Data: Begin

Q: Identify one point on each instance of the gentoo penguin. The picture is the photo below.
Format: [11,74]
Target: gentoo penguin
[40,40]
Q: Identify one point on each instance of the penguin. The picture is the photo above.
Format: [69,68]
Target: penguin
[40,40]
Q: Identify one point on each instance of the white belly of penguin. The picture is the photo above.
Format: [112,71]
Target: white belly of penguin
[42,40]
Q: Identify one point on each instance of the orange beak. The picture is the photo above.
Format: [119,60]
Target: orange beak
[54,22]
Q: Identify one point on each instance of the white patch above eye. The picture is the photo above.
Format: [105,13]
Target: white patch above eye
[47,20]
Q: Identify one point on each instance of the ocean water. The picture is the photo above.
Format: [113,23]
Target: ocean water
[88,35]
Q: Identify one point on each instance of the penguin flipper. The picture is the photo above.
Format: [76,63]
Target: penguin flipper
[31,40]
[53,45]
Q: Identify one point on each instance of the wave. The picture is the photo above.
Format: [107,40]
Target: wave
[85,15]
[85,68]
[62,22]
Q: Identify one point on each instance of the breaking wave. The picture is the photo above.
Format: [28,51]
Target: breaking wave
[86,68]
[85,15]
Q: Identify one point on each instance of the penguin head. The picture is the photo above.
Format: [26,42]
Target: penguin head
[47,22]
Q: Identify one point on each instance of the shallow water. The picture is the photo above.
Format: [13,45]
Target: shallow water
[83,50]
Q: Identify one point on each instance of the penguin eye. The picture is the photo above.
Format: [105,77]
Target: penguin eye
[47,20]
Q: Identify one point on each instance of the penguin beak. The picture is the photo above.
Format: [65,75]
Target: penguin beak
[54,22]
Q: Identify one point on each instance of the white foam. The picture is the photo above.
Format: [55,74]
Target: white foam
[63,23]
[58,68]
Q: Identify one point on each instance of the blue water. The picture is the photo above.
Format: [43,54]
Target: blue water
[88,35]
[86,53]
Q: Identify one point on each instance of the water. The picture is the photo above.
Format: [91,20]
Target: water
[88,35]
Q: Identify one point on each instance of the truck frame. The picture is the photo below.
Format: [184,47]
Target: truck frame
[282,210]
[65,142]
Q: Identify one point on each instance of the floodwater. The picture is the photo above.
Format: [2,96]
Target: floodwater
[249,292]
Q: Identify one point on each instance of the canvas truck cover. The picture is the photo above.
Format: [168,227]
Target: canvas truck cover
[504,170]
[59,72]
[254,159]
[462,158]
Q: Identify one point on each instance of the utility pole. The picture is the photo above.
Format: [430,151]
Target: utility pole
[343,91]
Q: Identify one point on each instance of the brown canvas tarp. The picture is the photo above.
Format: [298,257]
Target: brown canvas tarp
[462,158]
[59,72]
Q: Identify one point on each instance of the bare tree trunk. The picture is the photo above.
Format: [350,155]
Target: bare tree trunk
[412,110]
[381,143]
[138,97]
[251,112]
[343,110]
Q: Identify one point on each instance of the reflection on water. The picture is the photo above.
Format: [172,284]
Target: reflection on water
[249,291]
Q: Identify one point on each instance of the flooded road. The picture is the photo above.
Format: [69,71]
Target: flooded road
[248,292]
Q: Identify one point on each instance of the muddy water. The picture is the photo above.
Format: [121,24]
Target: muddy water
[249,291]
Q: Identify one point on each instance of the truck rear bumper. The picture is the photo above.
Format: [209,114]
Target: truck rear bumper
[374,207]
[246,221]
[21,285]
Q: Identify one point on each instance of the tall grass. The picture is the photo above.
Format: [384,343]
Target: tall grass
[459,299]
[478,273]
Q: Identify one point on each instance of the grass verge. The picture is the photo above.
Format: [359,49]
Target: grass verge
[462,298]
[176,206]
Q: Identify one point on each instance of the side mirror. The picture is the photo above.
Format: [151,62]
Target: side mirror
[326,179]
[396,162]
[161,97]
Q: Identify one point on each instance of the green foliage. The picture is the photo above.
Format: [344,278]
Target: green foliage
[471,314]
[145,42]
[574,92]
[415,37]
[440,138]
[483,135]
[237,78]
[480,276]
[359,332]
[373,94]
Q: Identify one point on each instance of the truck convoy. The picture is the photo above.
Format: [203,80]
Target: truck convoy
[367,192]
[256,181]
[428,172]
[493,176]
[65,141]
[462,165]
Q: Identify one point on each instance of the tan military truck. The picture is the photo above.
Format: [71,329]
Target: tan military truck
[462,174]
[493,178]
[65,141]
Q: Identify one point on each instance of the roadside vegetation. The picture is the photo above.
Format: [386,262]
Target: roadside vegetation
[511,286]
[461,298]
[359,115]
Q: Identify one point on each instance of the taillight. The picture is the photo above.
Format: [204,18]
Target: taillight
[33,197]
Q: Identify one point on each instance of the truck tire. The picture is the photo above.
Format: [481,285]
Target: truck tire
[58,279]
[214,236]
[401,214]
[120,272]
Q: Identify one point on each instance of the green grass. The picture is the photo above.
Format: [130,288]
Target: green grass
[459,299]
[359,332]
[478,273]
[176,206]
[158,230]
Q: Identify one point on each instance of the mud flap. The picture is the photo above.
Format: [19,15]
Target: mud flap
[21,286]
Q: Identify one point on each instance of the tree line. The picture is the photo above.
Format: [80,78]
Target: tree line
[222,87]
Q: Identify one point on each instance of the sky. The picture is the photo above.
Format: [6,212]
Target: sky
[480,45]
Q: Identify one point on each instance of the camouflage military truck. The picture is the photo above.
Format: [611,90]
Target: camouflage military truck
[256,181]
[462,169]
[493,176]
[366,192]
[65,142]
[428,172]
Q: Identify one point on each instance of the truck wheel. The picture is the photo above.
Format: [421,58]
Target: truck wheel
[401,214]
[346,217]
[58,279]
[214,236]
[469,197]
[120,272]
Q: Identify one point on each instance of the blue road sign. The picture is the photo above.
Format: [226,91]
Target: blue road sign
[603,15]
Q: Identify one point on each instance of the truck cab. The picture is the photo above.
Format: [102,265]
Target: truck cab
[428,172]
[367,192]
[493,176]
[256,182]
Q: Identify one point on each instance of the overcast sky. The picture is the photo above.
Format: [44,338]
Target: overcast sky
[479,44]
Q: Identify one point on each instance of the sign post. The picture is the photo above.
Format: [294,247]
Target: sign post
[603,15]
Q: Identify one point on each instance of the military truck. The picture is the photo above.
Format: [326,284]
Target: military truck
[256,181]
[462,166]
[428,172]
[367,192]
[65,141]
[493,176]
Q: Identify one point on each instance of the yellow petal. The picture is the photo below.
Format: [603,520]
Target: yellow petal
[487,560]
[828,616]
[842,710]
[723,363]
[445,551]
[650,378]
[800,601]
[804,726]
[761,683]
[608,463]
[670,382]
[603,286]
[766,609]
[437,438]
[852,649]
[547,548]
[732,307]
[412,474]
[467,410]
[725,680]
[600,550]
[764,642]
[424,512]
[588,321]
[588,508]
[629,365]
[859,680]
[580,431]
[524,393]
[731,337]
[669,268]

Data: End
Data: Begin

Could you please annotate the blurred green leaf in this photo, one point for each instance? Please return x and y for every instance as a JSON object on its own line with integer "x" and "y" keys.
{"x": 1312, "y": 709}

Data: End

→ **Exercise directions**:
Considering only the material above, set down every line from the one with "Target: truck rear bumper" to the one with "Q: Identify one point on each instance of the camouflage", inclusive, exactly as written.

→ **Answer box**:
Target: truck rear bumper
[374,207]
[246,221]
[21,285]
Q: Identify one point on each instance of the tall grass. The picture is the photo above.
Format: [384,343]
Target: tall grass
[459,299]
[478,273]
Q: Identify one point on each instance of the grass verge. The picture is the photo above.
Format: [359,49]
Target: grass verge
[462,298]
[176,206]
Q: Identify one point on each instance of the side mirror. The picture is the photo above.
Format: [151,62]
Target: side mirror
[326,179]
[396,162]
[161,97]
Q: Identify one point on each instance of the green foliage. The picture is the photo above.
Format: [344,278]
Target: green foliage
[471,314]
[145,42]
[574,92]
[415,37]
[440,138]
[483,135]
[237,78]
[480,276]
[359,332]
[373,94]
Q: Identify one point on each instance of the truck convoy. The picture is the photo above.
Format: [203,80]
Target: truck convoy
[367,192]
[256,181]
[428,172]
[493,176]
[65,141]
[462,165]
Q: Identify one point on each instance of the tan military truck. The picture is the photo above.
Format: [71,329]
Target: tan military truck
[462,174]
[493,178]
[65,141]
Q: Identify one point on each instance of the roadside vegetation. The picture is the photo above.
Format: [386,262]
Target: roadside vegetation
[511,286]
[461,298]
[359,115]
Q: Identify one point on each instance of the taillight. The picture is the photo above.
Format: [204,18]
Target: taillight
[33,197]
Q: Identify one point on each instance of the truck tire. The picture is the photo above.
Format: [481,285]
Target: truck tire
[58,279]
[214,236]
[401,214]
[120,272]
Q: Identify one point on each instance of the green grass. The picture is the photo above.
Format: [130,288]
Target: green grass
[459,299]
[359,332]
[478,273]
[176,206]
[158,230]
Q: Identify one point on each instance of the mud flap. The picture is the photo above.
Format: [19,15]
Target: mud flap
[21,286]
Q: Identify one point on each instance of the tree line. The picture is the photo above.
Format: [80,78]
Target: tree line
[222,87]
Q: Identify one point on each instance of the sky. The picture is the photo above.
Format: [6,212]
Target: sky
[480,45]
Q: Identify one point on each instance of the camouflage military truck. The picture is the photo above.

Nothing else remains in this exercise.